# What is being asked
Copy out the listing that follows, exact in every word, and skip the images.

# Records supplied

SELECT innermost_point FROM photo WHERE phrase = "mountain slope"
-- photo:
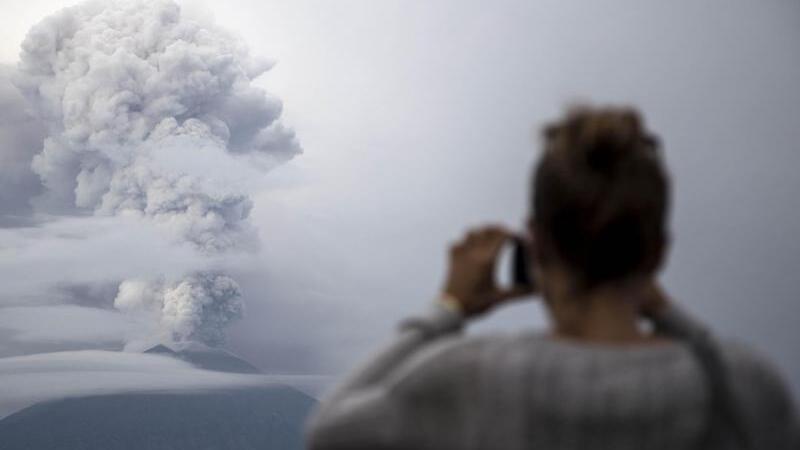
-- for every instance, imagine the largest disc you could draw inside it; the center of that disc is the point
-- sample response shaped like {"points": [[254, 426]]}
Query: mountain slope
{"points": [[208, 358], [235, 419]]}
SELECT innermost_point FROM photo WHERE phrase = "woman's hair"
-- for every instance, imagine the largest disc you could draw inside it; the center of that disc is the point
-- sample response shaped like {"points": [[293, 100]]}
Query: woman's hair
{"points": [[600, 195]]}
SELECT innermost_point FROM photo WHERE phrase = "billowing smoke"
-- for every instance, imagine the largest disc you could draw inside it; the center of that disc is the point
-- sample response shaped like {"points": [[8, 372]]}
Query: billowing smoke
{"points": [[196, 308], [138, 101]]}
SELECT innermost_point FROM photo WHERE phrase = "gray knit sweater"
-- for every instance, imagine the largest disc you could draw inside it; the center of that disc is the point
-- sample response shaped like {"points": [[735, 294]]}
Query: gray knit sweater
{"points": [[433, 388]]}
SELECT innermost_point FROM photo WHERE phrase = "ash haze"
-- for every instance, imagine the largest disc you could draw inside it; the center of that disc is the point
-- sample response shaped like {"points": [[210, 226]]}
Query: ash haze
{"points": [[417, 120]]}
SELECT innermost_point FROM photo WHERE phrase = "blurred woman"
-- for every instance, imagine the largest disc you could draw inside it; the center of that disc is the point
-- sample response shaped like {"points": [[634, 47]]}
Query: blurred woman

# Solution to this exercise
SELECT innermost_point FROM photo WHERE phrase = "mountain slope"
-- photo:
-- for every instance, imagine the largest disc you could draw inside it; the center of that disc is the point
-- sample response shaped like {"points": [[254, 426]]}
Query: mountain slope
{"points": [[208, 358], [235, 419]]}
SELECT innermost_point FROM photo WHERE phrase = "woman's hair"
-- for every instance, imagine the largest disc you could draw inside it; the center of that disc is the point
-- sample response shaped like {"points": [[293, 100]]}
Query: woman's hair
{"points": [[600, 195]]}
SELECT innermost_point FROM photo WHERE phrase = "billowing smoke"
-- for every instance, imagine the largest disc you could draw inside it; the center of that disc is the point
-- sample response shaped like {"points": [[8, 372]]}
Query: billowing smoke
{"points": [[196, 308], [138, 101]]}
SELECT innermost_point FROM photo WHERE phrase = "gray knit sweater"
-- for every instance, imagine the largest disc you could draw inside it; the center of that disc is the point
-- sample response shaped like {"points": [[735, 294]]}
Query: gray knit sweater
{"points": [[433, 388]]}
SELECT innermost_point FROM photo WHERE phrase = "ash haze"
-- for every instance, imagine the largest disc you could draw inside it; the center of that disc is the point
-- sample response shaped like {"points": [[210, 226]]}
Query: ash haze
{"points": [[417, 120]]}
SELECT innermost_point FROM photo WHERE phrase = "blurred woman"
-- for every instance, imagine the largest disc you could draw inside it; the center of that disc is the point
-- sample response shaped like {"points": [[634, 47]]}
Query: blurred woman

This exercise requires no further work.